THE TASK » Your task is to print, exactly and only, the lines from the start of the entries below through the line with "target | uniform trousers". Include both ends, but skip the pictures.

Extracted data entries
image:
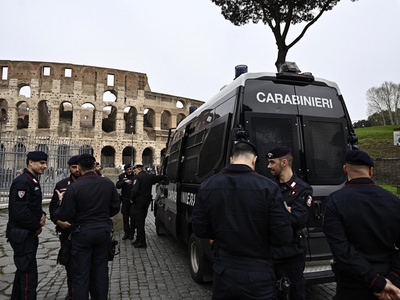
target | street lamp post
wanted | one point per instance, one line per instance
(132, 144)
(3, 119)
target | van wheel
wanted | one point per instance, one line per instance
(160, 230)
(196, 258)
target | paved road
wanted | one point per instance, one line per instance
(158, 272)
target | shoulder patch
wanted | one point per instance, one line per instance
(309, 200)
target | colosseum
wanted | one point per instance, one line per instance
(113, 112)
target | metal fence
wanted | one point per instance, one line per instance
(13, 152)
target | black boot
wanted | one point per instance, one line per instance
(126, 236)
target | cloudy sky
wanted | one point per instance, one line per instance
(188, 49)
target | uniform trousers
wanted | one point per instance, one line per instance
(89, 261)
(353, 293)
(140, 212)
(63, 239)
(25, 245)
(127, 216)
(292, 268)
(242, 278)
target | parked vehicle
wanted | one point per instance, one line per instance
(288, 108)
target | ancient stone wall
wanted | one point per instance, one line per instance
(113, 109)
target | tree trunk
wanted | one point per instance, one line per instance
(282, 52)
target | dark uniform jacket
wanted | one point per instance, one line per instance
(298, 195)
(54, 206)
(126, 189)
(91, 200)
(25, 202)
(361, 224)
(141, 191)
(243, 212)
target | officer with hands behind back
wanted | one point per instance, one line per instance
(141, 198)
(361, 224)
(26, 219)
(243, 212)
(125, 183)
(88, 204)
(289, 261)
(64, 228)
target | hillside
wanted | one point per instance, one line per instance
(378, 141)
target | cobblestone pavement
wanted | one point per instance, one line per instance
(159, 272)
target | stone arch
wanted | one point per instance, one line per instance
(42, 147)
(108, 157)
(109, 118)
(148, 118)
(66, 112)
(25, 90)
(87, 116)
(63, 154)
(130, 116)
(165, 120)
(179, 118)
(128, 155)
(110, 96)
(44, 113)
(180, 104)
(147, 157)
(3, 111)
(85, 149)
(19, 151)
(22, 115)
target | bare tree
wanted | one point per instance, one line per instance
(274, 13)
(385, 101)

RESPONSE FOR THIS EXERCISE »
image:
target | street lamp post
wanted | one point per instance, one line per instance
(132, 144)
(3, 119)
target | van wheel
wanted | one point per instance, one line per instance
(160, 230)
(196, 258)
target | paved road
wanted | one point per instance, one line per instance
(158, 272)
target | shoulder patch
wanted | one point per instance, one line per instance
(309, 200)
target | colosseum
wanted | one point per instance, one line per instance
(113, 112)
target | metal fence
wanted | one point per instance, one line per instance
(13, 152)
target | black boot
wanted | one point per instance, one line per instance
(126, 236)
target | cloudy sky
wanted | one point per instance, one line per instance
(188, 49)
target | uniform trousers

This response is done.